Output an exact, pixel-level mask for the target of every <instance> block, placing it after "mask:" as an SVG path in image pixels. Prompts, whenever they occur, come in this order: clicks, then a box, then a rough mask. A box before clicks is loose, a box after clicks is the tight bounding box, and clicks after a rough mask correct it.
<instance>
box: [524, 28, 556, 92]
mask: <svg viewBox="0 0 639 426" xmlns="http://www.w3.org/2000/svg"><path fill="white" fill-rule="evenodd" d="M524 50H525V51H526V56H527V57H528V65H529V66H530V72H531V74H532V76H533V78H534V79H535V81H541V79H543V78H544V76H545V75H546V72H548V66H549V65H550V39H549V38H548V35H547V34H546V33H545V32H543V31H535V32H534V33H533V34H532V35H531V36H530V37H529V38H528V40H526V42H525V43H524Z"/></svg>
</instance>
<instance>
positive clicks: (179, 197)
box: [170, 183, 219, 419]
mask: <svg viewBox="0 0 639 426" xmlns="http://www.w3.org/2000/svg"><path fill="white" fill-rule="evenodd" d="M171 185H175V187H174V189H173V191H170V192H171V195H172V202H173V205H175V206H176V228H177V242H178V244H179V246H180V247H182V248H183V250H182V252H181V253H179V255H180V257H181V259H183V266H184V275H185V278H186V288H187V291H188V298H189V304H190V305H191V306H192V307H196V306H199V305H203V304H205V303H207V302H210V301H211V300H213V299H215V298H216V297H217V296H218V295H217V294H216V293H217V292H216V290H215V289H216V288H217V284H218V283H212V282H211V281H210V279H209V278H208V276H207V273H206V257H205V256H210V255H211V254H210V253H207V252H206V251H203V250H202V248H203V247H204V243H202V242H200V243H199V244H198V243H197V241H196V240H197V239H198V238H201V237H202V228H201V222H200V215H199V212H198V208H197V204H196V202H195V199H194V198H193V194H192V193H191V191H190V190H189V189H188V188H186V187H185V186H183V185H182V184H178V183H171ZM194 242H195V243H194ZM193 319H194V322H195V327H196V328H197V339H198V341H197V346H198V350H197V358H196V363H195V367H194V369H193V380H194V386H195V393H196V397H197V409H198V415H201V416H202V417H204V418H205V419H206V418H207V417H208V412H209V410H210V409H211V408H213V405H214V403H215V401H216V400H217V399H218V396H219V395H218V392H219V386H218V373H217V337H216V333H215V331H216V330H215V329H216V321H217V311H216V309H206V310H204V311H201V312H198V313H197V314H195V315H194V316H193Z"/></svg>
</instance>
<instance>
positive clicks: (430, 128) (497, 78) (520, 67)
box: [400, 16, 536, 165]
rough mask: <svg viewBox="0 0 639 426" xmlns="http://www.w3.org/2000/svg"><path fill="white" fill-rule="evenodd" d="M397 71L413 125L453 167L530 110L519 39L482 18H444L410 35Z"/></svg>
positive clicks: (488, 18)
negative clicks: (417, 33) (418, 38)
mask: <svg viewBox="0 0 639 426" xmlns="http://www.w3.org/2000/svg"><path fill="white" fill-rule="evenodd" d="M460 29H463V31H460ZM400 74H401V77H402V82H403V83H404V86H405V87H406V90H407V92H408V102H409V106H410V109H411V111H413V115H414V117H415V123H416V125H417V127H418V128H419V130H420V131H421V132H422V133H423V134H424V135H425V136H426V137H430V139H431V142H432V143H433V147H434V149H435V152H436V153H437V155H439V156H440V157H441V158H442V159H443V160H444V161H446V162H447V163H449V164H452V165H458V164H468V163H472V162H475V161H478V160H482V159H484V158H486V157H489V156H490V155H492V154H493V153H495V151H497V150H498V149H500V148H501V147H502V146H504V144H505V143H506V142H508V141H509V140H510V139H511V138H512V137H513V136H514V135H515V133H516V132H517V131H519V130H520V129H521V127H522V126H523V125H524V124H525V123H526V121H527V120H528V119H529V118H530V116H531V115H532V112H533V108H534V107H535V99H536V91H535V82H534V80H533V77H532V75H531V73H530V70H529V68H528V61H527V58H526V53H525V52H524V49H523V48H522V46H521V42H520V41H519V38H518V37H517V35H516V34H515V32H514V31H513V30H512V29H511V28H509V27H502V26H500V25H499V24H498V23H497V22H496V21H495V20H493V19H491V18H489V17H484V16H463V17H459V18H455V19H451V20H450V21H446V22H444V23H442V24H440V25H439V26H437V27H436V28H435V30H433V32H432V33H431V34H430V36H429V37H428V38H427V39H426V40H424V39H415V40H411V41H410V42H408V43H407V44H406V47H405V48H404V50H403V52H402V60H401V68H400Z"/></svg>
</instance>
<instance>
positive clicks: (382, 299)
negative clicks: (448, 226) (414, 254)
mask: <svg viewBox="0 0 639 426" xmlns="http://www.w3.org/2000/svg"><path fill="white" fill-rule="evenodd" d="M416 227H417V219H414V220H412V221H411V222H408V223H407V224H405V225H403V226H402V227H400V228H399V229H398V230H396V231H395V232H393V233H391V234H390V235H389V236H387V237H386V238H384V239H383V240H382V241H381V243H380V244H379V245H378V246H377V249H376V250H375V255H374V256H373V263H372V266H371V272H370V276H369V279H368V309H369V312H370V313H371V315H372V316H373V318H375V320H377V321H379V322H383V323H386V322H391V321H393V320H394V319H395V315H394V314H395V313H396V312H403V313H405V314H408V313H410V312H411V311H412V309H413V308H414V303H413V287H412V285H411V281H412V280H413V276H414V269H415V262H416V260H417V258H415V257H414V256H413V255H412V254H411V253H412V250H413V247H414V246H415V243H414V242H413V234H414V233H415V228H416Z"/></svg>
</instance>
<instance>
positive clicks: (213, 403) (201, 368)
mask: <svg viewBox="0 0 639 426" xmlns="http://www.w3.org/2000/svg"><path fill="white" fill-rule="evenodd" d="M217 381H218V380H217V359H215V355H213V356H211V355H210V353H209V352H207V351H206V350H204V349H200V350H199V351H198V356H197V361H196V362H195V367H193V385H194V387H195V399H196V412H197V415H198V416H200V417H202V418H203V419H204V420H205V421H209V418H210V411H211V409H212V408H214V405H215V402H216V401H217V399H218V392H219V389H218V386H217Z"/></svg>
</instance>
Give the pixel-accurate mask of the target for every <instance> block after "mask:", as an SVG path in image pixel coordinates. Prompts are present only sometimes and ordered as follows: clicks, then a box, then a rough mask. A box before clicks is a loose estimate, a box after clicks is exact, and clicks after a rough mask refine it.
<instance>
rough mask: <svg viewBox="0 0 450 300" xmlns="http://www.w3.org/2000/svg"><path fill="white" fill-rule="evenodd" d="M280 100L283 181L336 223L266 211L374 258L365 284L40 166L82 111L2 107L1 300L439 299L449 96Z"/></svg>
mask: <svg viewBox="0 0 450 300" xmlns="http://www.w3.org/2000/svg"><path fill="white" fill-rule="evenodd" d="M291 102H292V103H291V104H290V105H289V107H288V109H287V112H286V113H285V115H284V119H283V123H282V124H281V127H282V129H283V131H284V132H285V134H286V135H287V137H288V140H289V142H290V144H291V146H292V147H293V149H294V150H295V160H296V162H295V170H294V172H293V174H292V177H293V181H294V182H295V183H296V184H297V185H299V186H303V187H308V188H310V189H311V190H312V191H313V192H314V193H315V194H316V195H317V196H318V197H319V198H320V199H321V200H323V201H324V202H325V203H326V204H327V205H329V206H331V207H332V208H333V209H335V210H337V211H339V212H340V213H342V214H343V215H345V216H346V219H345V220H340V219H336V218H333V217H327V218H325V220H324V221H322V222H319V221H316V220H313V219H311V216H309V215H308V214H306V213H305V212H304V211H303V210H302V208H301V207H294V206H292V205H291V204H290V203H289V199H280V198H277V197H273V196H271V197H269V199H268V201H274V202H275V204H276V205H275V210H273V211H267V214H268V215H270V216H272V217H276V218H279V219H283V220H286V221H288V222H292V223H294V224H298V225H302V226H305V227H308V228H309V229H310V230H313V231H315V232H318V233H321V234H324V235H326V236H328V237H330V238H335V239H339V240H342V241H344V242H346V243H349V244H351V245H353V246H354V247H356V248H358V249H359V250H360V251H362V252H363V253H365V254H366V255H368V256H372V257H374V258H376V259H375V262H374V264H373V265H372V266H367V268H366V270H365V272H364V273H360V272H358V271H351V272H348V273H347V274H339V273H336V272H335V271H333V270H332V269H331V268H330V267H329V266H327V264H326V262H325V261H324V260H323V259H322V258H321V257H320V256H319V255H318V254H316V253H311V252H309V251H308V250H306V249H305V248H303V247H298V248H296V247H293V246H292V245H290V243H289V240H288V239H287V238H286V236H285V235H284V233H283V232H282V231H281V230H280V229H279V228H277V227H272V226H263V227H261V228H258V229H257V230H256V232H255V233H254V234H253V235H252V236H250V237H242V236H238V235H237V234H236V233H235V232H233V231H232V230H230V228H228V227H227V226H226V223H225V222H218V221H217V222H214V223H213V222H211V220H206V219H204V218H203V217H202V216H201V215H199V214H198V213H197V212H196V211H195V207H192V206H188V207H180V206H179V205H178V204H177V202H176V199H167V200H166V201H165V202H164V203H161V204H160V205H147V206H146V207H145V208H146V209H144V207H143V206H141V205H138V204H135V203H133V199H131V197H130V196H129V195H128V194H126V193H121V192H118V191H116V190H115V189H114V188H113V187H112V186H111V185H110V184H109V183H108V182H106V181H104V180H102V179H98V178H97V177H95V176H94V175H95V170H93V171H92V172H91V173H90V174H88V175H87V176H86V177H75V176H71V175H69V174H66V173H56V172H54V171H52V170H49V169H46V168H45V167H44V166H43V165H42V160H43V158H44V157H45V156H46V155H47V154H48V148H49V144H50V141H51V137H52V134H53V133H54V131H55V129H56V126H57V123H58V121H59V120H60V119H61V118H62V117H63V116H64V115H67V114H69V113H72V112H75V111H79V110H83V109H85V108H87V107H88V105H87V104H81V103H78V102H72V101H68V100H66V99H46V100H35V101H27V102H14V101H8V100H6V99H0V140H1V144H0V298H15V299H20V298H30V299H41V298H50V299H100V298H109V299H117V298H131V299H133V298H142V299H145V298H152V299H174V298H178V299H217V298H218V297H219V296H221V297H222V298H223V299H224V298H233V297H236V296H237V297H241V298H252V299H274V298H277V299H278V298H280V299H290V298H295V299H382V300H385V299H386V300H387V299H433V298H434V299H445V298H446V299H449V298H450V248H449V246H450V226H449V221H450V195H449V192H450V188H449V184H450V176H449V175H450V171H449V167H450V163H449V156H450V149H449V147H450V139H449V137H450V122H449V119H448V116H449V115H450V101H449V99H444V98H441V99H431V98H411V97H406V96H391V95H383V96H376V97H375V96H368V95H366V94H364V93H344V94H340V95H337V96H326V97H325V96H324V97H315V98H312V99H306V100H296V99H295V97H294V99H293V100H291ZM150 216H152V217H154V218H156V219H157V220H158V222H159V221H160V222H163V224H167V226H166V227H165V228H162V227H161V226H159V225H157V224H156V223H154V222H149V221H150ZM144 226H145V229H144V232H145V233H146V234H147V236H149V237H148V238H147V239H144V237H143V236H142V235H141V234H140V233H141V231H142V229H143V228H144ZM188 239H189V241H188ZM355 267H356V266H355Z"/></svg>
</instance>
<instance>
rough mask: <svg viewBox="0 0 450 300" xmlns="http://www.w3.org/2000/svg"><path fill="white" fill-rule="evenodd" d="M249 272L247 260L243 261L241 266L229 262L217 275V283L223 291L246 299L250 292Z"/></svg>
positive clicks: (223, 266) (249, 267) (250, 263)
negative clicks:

Task statement: Return a word-for-word copy of the lines above from the one holding "box: [170, 183, 219, 419]" through the one holding "positive clicks: (488, 18)", with both of them included and nothing besides.

Solution to this exercise:
box: [170, 183, 219, 419]
mask: <svg viewBox="0 0 639 426" xmlns="http://www.w3.org/2000/svg"><path fill="white" fill-rule="evenodd" d="M171 185H175V187H174V189H173V191H170V192H171V195H172V202H173V205H175V206H176V228H177V242H178V244H179V246H180V247H182V248H183V250H182V252H181V253H179V255H180V257H181V259H183V266H184V275H185V278H186V288H187V291H188V298H189V304H190V305H191V306H192V307H196V306H199V305H203V304H205V303H207V302H210V301H211V300H213V299H215V298H216V297H217V296H218V295H217V294H216V293H217V292H216V290H215V289H216V288H217V284H218V283H212V282H211V281H210V279H209V278H208V276H207V273H206V257H205V256H210V255H211V254H210V253H207V252H206V251H203V250H202V248H203V247H204V243H202V242H200V243H199V244H198V243H197V241H196V240H197V239H198V238H201V237H202V228H201V222H200V215H199V212H198V208H197V204H196V202H195V199H194V198H193V194H192V193H191V191H190V190H189V189H188V188H186V187H185V186H183V185H182V184H178V183H171ZM194 242H195V243H194ZM193 319H194V322H195V327H196V328H197V339H198V341H197V346H198V350H197V358H196V363H195V367H194V369H193V380H194V386H195V393H196V397H197V409H198V415H201V416H202V417H204V418H205V419H206V418H207V417H208V412H209V410H210V409H211V408H213V405H214V403H215V401H216V400H217V399H218V396H219V395H218V392H219V386H218V373H217V337H216V333H215V331H216V330H215V329H216V321H217V311H216V309H206V310H204V311H201V312H198V313H197V314H195V315H194V316H193Z"/></svg>
</instance>
<instance>
positive clicks: (430, 128) (497, 78) (520, 67)
box: [400, 16, 536, 165]
rough mask: <svg viewBox="0 0 639 426" xmlns="http://www.w3.org/2000/svg"><path fill="white" fill-rule="evenodd" d="M397 71L413 125L453 167L530 110L519 39L482 18H444L410 35Z"/></svg>
positive clicks: (488, 18)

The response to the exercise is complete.